Content starts
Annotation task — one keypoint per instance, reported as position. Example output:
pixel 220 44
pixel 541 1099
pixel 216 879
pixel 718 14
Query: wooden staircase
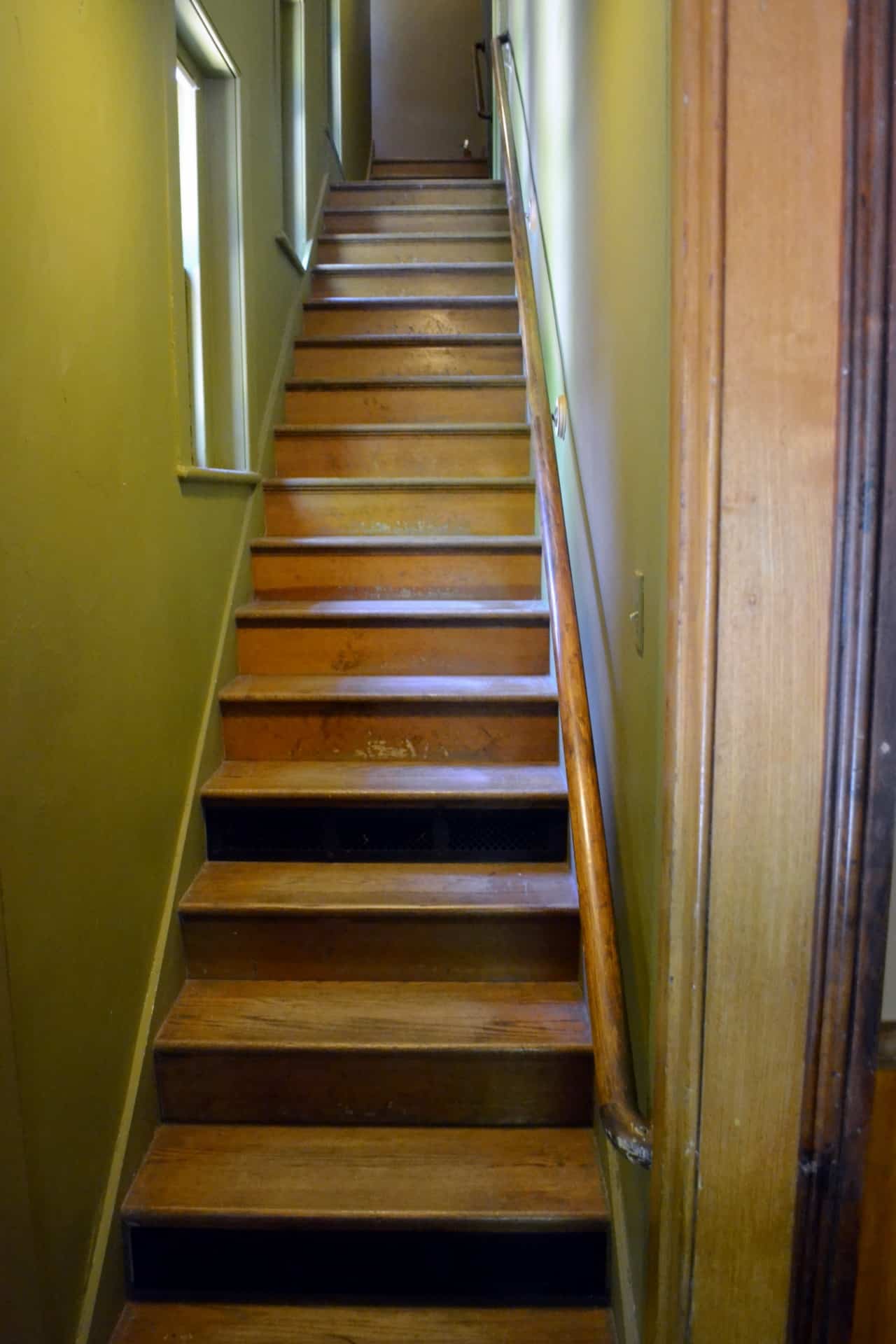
pixel 377 1085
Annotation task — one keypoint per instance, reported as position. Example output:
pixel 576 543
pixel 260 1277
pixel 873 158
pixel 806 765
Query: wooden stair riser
pixel 384 403
pixel 382 732
pixel 409 281
pixel 396 648
pixel 347 362
pixel 418 168
pixel 200 1323
pixel 415 219
pixel 416 194
pixel 367 832
pixel 318 575
pixel 368 946
pixel 371 319
pixel 412 511
pixel 381 249
pixel 416 454
pixel 375 1088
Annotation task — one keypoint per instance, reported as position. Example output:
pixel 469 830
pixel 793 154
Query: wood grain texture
pixel 375 1053
pixel 176 1323
pixel 362 195
pixel 783 166
pixel 876 1281
pixel 413 248
pixel 426 452
pixel 360 781
pixel 381 507
pixel 413 280
pixel 453 1177
pixel 394 638
pixel 697 111
pixel 384 219
pixel 412 401
pixel 437 720
pixel 442 316
pixel 407 356
pixel 398 568
pixel 617 1098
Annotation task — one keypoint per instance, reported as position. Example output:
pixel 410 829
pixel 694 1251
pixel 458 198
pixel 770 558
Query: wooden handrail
pixel 617 1100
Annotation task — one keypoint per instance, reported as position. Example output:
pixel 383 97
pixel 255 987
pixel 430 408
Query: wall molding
pixel 856 848
pixel 699 104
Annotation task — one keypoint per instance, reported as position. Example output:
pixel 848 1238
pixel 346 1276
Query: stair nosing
pixel 438 382
pixel 248 689
pixel 383 484
pixel 415 340
pixel 454 610
pixel 397 543
pixel 414 429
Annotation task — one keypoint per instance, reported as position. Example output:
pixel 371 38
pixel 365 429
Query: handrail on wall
pixel 617 1100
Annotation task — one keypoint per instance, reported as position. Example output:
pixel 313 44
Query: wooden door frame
pixel 856 853
pixel 859 781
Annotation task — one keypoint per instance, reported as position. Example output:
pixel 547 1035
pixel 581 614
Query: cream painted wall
pixel 594 109
pixel 355 51
pixel 422 78
pixel 117 584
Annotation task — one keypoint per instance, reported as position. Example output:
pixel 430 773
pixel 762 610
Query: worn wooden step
pixel 394 638
pixel 375 813
pixel 372 1053
pixel 396 316
pixel 486 568
pixel 407 401
pixel 377 249
pixel 267 921
pixel 503 1215
pixel 413 279
pixel 396 451
pixel 234 1323
pixel 355 718
pixel 346 507
pixel 416 219
pixel 407 356
pixel 416 168
pixel 416 192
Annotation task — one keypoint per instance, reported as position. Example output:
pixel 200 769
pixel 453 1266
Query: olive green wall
pixel 594 113
pixel 115 597
pixel 355 51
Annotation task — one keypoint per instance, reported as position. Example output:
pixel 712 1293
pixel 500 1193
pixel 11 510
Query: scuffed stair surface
pixel 463 1179
pixel 176 1323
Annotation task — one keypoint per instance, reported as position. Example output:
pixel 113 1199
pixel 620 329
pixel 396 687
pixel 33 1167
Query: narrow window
pixel 292 81
pixel 209 155
pixel 188 156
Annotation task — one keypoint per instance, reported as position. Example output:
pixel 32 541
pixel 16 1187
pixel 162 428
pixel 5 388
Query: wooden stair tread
pixel 337 781
pixel 399 483
pixel 378 302
pixel 280 1176
pixel 381 888
pixel 398 543
pixel 441 381
pixel 377 342
pixel 415 428
pixel 377 1016
pixel 232 1323
pixel 388 610
pixel 477 690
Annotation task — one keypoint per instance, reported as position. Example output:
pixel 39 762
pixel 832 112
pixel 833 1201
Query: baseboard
pixel 105 1284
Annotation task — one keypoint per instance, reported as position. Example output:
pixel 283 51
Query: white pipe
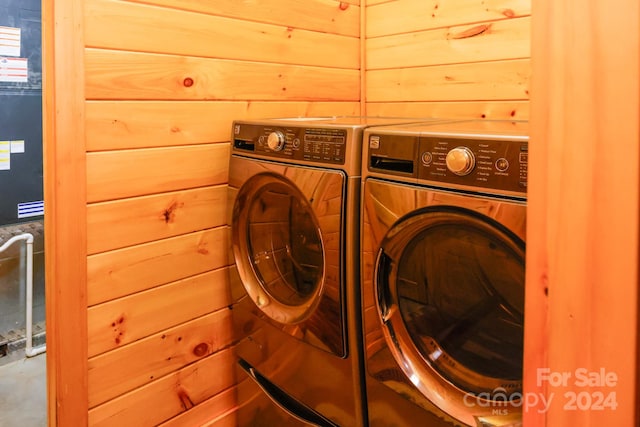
pixel 28 238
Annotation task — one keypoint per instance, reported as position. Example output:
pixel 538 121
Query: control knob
pixel 276 140
pixel 460 161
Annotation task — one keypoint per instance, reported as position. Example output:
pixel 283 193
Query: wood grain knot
pixel 471 32
pixel 201 349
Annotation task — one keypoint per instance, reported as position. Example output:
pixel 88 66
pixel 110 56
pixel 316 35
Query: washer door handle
pixel 287 403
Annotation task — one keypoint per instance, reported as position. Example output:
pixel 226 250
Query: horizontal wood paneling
pixel 407 16
pixel 170 395
pixel 147 28
pixel 131 75
pixel 504 80
pixel 122 272
pixel 119 322
pixel 128 173
pixel 127 222
pixel 219 411
pixel 330 16
pixel 138 124
pixel 496 110
pixel 124 369
pixel 487 41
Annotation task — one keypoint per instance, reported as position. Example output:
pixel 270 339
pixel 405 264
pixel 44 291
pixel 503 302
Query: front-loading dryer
pixel 295 196
pixel 443 273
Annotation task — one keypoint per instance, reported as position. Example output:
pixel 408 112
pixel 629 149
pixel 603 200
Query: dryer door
pixel 450 292
pixel 286 235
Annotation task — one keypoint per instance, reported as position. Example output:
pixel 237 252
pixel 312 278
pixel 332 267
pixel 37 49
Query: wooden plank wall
pixel 163 81
pixel 463 58
pixel 582 258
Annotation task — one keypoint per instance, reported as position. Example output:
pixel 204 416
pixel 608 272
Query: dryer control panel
pixel 324 145
pixel 495 163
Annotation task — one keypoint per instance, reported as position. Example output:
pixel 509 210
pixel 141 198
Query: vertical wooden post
pixel 582 259
pixel 65 212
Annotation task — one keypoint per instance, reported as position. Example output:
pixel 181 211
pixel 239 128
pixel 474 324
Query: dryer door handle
pixel 382 273
pixel 290 405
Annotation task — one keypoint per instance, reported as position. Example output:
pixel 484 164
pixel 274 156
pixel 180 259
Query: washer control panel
pixel 498 164
pixel 324 145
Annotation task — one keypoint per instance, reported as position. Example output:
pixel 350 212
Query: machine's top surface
pixel 338 121
pixel 518 129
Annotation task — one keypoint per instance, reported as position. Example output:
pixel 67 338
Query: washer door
Content ends
◆ **Aim of the exercise**
Without any pictures, retype the records above exactly.

◆ **Task result**
Annotation task — one keypoint per instance, reported as position. Example output:
pixel 220 44
pixel 541 1099
pixel 216 879
pixel 718 14
Query: wooden staircase
pixel 377 1085
Annotation task — one keypoint per instance, reported as position. Example output:
pixel 576 543
pixel 260 1277
pixel 873 158
pixel 806 765
Query: wooden stair riser
pixel 384 403
pixel 382 732
pixel 409 281
pixel 396 648
pixel 347 362
pixel 418 168
pixel 200 1323
pixel 415 219
pixel 416 194
pixel 367 832
pixel 318 575
pixel 368 946
pixel 371 319
pixel 412 511
pixel 381 249
pixel 416 454
pixel 375 1088
Annotation task — one keypoint per instance, reported as position. Example output:
pixel 469 830
pixel 793 154
Query: wood grain texture
pixel 375 1053
pixel 176 1323
pixel 362 195
pixel 783 166
pixel 876 1281
pixel 413 248
pixel 426 452
pixel 360 781
pixel 381 507
pixel 413 280
pixel 453 1177
pixel 394 638
pixel 697 111
pixel 384 219
pixel 412 401
pixel 437 720
pixel 442 316
pixel 407 356
pixel 398 568
pixel 617 1098
Annotation task — one keypoint per instance, reported as position. Example output:
pixel 410 829
pixel 694 1251
pixel 458 198
pixel 770 558
Query: wooden handrail
pixel 617 1100
Annotation task — one keypoint per instance, reported as position. Example output:
pixel 383 97
pixel 255 987
pixel 430 408
Query: wall molding
pixel 856 848
pixel 699 104
Annotation task — one keypoint per instance, reported as position. Example output:
pixel 848 1238
pixel 346 1276
Query: stair nosing
pixel 438 382
pixel 248 689
pixel 383 484
pixel 415 340
pixel 454 610
pixel 397 543
pixel 414 429
Annotation task — one keypoint per instance, reported as position. Example output:
pixel 371 38
pixel 365 429
Query: handrail on wall
pixel 617 1100
Annotation task — one keypoint per instance, reported as position. Example output:
pixel 313 44
Query: wooden door frame
pixel 856 853
pixel 859 781
Annotation task — one keypoint per instance, reported as position. Example output:
pixel 547 1035
pixel 581 614
Query: cream painted wall
pixel 594 109
pixel 355 51
pixel 422 78
pixel 117 584
Annotation task — one keypoint per instance, reported as position. Example output:
pixel 430 773
pixel 762 610
Query: worn wooden step
pixel 394 638
pixel 375 813
pixel 372 1053
pixel 396 316
pixel 486 568
pixel 407 401
pixel 377 249
pixel 267 921
pixel 503 1215
pixel 413 279
pixel 396 451
pixel 234 1323
pixel 355 718
pixel 346 507
pixel 416 219
pixel 407 356
pixel 416 168
pixel 416 192
Annotation task — one keypoint per instance, reported as position. Example output:
pixel 200 769
pixel 453 1266
Query: olive green wall
pixel 594 113
pixel 115 597
pixel 355 51
Annotation task — one keypoint per instance, reported as position. Example output:
pixel 712 1293
pixel 500 1193
pixel 11 510
Query: scuffed stair surface
pixel 463 1179
pixel 176 1323
Annotation task — one keypoint per instance, reported as position. Example output:
pixel 113 1199
pixel 620 329
pixel 396 687
pixel 33 1167
Query: narrow window
pixel 292 81
pixel 209 155
pixel 188 156
Annotation task — one keypoint per instance, reported as position. Example output:
pixel 32 541
pixel 16 1187
pixel 162 428
pixel 5 388
Query: wooden stair tread
pixel 337 781
pixel 399 483
pixel 378 302
pixel 280 1176
pixel 381 888
pixel 398 543
pixel 441 381
pixel 377 342
pixel 415 428
pixel 377 1016
pixel 232 1323
pixel 388 610
pixel 477 690
Annotation task — one keypoint per instance, reported as position. Example output:
pixel 39 762
pixel 832 112
pixel 833 1201
Query: baseboard
pixel 105 1284
Annotation task — one keypoint per instance, reported as position. Example output:
pixel 283 51
Query: white pipe
pixel 28 238
Annotation task — one keypoint per instance, reported as position. Example output:
pixel 538 121
Query: control knob
pixel 276 140
pixel 460 161
Annotation task — one keypoint per instance, reported as position. Example output:
pixel 283 193
Query: wood grain knot
pixel 471 32
pixel 201 349
Annotation task — one keypoint per instance, reported as position. Example output:
pixel 88 66
pixel 110 56
pixel 316 35
Query: washer door handle
pixel 287 403
Annotation task — one keypoint per instance, reported as position. Example output:
pixel 226 250
Query: horizontal wood paneling
pixel 407 16
pixel 170 395
pixel 147 28
pixel 131 75
pixel 504 80
pixel 122 272
pixel 119 322
pixel 128 173
pixel 127 222
pixel 219 411
pixel 330 16
pixel 138 124
pixel 496 110
pixel 124 369
pixel 487 41
Annotation task — one keypoint per instance, reported as position. Example output:
pixel 270 339
pixel 405 264
pixel 44 291
pixel 503 302
Query: front-loading dryer
pixel 295 196
pixel 443 273
Annotation task — one keypoint per instance, reported as position. Example output:
pixel 408 112
pixel 629 149
pixel 603 200
Query: dryer door
pixel 450 292
pixel 286 235
Annotation task — one keypoint per instance, reported as position. Example output:
pixel 237 252
pixel 312 278
pixel 332 267
pixel 37 49
Query: wooden plank wall
pixel 163 81
pixel 463 58
pixel 582 258
Annotation task — one keypoint per instance, reported as position. Example output:
pixel 204 416
pixel 608 272
Query: dryer control panel
pixel 324 145
pixel 495 163
Annotation task — one keypoint per instance, reported as position. Example output:
pixel 509 210
pixel 141 198
Query: vertical wooden post
pixel 582 259
pixel 65 212
Annotation task — one keypoint per instance, reported as position. Example output:
pixel 181 211
pixel 239 128
pixel 474 324
Query: dryer door handle
pixel 382 273
pixel 290 405
Annotation task — one keypoint per instance, reported as position. Example output:
pixel 484 164
pixel 274 156
pixel 180 259
Query: washer control panel
pixel 498 164
pixel 324 145
Annotation task — one keypoint per instance, reported as position. Example output:
pixel 350 212
Query: machine's top surface
pixel 338 121
pixel 518 129
Annotation task — one keypoint per instance, reported as position. Example output:
pixel 67 338
Query: washer door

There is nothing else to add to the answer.